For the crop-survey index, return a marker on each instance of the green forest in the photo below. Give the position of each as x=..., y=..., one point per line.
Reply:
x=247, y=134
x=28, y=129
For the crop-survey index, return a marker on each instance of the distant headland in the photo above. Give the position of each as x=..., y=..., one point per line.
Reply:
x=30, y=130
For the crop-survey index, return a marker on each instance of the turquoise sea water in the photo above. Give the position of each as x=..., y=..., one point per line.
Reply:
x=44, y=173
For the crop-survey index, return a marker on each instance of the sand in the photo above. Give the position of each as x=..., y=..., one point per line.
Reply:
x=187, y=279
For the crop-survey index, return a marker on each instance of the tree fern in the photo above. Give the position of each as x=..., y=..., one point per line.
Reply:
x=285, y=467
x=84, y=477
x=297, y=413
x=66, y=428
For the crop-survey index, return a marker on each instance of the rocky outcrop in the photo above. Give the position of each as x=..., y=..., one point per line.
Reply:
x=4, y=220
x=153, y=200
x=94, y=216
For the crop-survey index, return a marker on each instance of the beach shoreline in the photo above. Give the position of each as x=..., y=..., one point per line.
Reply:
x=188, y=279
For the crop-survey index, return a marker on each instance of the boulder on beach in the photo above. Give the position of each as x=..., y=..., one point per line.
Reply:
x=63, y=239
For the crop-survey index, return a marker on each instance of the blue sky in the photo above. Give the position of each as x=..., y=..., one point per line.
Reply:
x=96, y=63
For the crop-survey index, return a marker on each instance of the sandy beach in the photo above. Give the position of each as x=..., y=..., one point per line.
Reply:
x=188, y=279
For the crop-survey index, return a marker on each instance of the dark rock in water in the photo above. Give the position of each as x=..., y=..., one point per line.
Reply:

WHAT YOU WILL DO => Reproduce all of the material above word for word, keeping every line unchanged and in its original order.

SOLUTION =>
For the crop-survey index, return a marker on each instance of the green forest in the photo below. Give the position of each as x=..., y=..., one point per line.
Reply:
x=247, y=134
x=28, y=129
For the crop-survey index, return a marker on each instance of the distant headland in the photo above. Give the position of each as x=..., y=..., one point per line.
Reply:
x=30, y=130
For the crop-survey index, return a marker on each instance of the turquoise sea water in the photo above. Give the position of each as x=..., y=..., one point per line.
Reply:
x=44, y=173
For the crop-survey index, return a marker on each instance of the sand in the photo above. Give the position of each as x=..., y=..., one point per line.
Reply:
x=187, y=279
For the crop-survey index, return a marker on each instance of the tree fern in the photo above. Give the position of each as x=..., y=..., one point per line.
Reply:
x=285, y=467
x=84, y=477
x=297, y=413
x=66, y=428
For the crop-survey index, return a marker on each instance of the rocky outcrop in the photo above. Give the position of each as x=..., y=..., one point per line.
Reply:
x=4, y=220
x=153, y=200
x=94, y=216
For the crop-survey index, return a marker on each instance of the beach shoreline in the photo above. Give the position of each as x=..., y=..., one point per line.
Reply:
x=188, y=279
For the crop-survey index, return a marker on each instance of the boulder on beach in the photo above. Give the position of each as x=..., y=..., one point per line.
Reply:
x=63, y=239
For the crop-survey index, return a marker on each instance of the blue sky in the photo above. Give the position of each as x=..., y=..., one point per line.
Reply:
x=96, y=63
For the crop-survey index, return a marker on each instance of the sandy beach in the photo above. Give the position of each as x=..., y=..., one point per line.
Reply:
x=188, y=279
For the crop-survey index, return a marker on each instance of the dark rock in water in the photo above. Give the position of each as x=..., y=..., one point per line.
Reply:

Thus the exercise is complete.